I'm guessing that what you miss is multiple dispatch, right? That is 
the distinguishing feature of CLOS with respect to Smalltalk. I hope you
aren't talking about the CLOS MOP since I think that would play havoc with 
static typing. 

I certainly agree that multiple dispatch has advantages, and some of my
own OO Ocaml code relies on uses of the Visitor pattern, which is obviated 
by the presence of multiple dispatch. If I understood the paper correctly, 
the "extensional polymorphism" approach which has been discussed here for 
adding overloading and safe value IO has some similarities with CLOS 
generic functions but I don't know how it interacts with the object system 
or polymorphic variants. Maybe Jun or Pierre will comment on this. 

With regards to the original poster's query, you may wish to direct your
colleague to Didier Remy's APPSEM notes, which discuss the object system 
of Ocaml in detail. If he or you wish to post questions of the form "how
to do this with Ocaml objects" here I'm sure someone will help. I know I 
had a tough time initially working around the lack of downcasting and type 
querying from Java and C++, but now that I'm a little more proficient I'm
convinced that the designers were right not to include them. If the
designers wish to improve the current OO system, rather than C++ I'd 
look to Eiffel for ideas, in particular Eiffel's renaming capabilities. 
Of course, there is also the (temporary I hope!) lack of polymorphic
methods, which correspond to C++ member template functions...

Here's the URL for the APPSEM notes: 

It is true that OO features are less needed in a language like Ocaml, but
I for one am sure glad they are there.

EXERCISE INSTRUCTIONS ::
a - Which people does the post about Ocaml's object system mention by name?
b - In the entries, write out everything from the line containing "Indicate the cockpit" down to the line containing "x=367, y=231", including both of those lines.
The entries have no connection to the post about Ocaml's object system.

MATERIAL PROVIDED ::
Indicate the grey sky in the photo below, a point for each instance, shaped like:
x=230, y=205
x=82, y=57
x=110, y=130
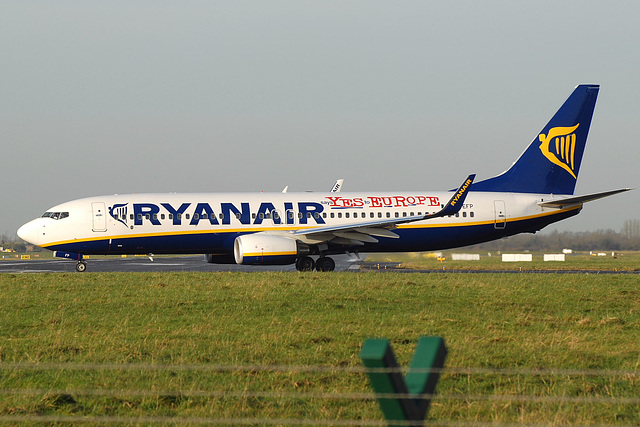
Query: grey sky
x=158, y=96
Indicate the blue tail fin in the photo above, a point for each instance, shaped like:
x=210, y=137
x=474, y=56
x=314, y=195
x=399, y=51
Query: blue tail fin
x=552, y=162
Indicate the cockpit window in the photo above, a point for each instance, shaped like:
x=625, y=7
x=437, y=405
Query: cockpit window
x=55, y=215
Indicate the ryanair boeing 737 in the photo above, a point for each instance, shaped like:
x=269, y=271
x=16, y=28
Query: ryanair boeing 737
x=306, y=228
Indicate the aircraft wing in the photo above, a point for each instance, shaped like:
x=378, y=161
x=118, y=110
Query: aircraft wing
x=577, y=200
x=367, y=231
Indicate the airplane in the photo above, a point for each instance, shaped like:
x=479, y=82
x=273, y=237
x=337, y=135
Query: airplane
x=305, y=229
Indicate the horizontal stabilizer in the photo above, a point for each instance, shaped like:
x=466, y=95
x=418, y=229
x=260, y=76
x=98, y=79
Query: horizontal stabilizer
x=455, y=204
x=570, y=201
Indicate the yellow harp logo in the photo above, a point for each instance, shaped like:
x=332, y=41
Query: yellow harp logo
x=559, y=146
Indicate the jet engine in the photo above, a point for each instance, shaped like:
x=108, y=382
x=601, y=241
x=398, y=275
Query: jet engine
x=267, y=249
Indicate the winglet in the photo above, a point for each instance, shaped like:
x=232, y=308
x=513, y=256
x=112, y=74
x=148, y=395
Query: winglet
x=455, y=203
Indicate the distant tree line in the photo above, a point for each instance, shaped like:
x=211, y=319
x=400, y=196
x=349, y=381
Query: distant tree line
x=628, y=239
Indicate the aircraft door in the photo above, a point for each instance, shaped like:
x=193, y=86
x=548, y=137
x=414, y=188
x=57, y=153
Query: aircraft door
x=290, y=217
x=276, y=217
x=500, y=214
x=99, y=216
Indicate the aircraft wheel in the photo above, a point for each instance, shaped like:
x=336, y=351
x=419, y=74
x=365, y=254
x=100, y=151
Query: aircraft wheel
x=325, y=264
x=305, y=264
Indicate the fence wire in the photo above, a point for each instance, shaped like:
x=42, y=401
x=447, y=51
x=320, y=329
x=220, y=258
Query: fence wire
x=629, y=375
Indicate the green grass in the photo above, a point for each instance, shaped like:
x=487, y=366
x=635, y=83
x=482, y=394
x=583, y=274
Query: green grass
x=534, y=321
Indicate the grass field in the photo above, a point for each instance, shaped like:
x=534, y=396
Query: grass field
x=146, y=345
x=623, y=261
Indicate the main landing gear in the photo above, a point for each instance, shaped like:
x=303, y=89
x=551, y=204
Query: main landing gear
x=81, y=266
x=323, y=263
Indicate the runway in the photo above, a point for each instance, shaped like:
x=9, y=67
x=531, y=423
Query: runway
x=144, y=264
x=197, y=263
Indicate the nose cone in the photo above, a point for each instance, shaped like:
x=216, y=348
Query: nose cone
x=31, y=232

ANSWERS TO THE EXERCISES ::
a - Jun, Pierre, Didier Remy

b -
Indicate the cockpit window in the photo above, a point for each instance, shaped like:
x=625, y=7
x=437, y=405
Query: cockpit window
x=55, y=215
Indicate the ryanair boeing 737 in the photo above, a point for each instance, shaped like:
x=269, y=271
x=16, y=28
Query: ryanair boeing 737
x=306, y=228
Indicate the aircraft wing in the photo above, a point for each instance, shaped like:
x=378, y=161
x=118, y=110
Query: aircraft wing
x=577, y=200
x=367, y=231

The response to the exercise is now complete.